_AUFGABENZIEL_
Ermitteln Sie in den Einträgen unten jede Zeile, in der das Wort „fern“ vorkommt, und geben Sie diese Zeilen wortgetreu wieder.

----- DATEN -----

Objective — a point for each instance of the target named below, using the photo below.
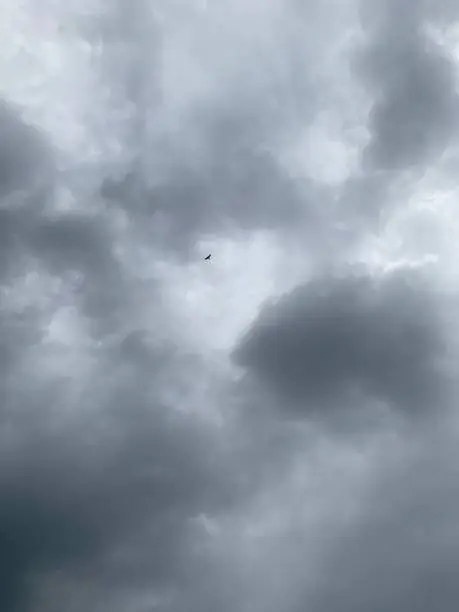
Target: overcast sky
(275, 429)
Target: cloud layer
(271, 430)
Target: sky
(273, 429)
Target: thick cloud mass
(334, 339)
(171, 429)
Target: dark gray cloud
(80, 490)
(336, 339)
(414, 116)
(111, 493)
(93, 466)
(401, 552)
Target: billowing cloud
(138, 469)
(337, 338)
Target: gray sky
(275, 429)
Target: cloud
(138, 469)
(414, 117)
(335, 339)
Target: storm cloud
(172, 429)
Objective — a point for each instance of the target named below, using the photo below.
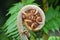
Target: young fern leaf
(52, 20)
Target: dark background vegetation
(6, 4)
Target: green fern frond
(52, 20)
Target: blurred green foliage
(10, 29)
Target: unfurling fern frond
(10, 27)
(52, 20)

-----
----- DATEN -----

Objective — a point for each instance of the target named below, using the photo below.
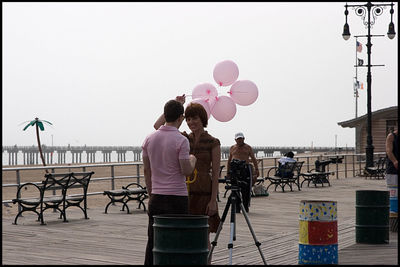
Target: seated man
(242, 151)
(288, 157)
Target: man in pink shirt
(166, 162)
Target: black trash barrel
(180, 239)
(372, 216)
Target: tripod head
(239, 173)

-----

_ERLEDIGTE AUFGABE_
Target: young fern leaf
Target: green fern frond
Target: unfurling fern frond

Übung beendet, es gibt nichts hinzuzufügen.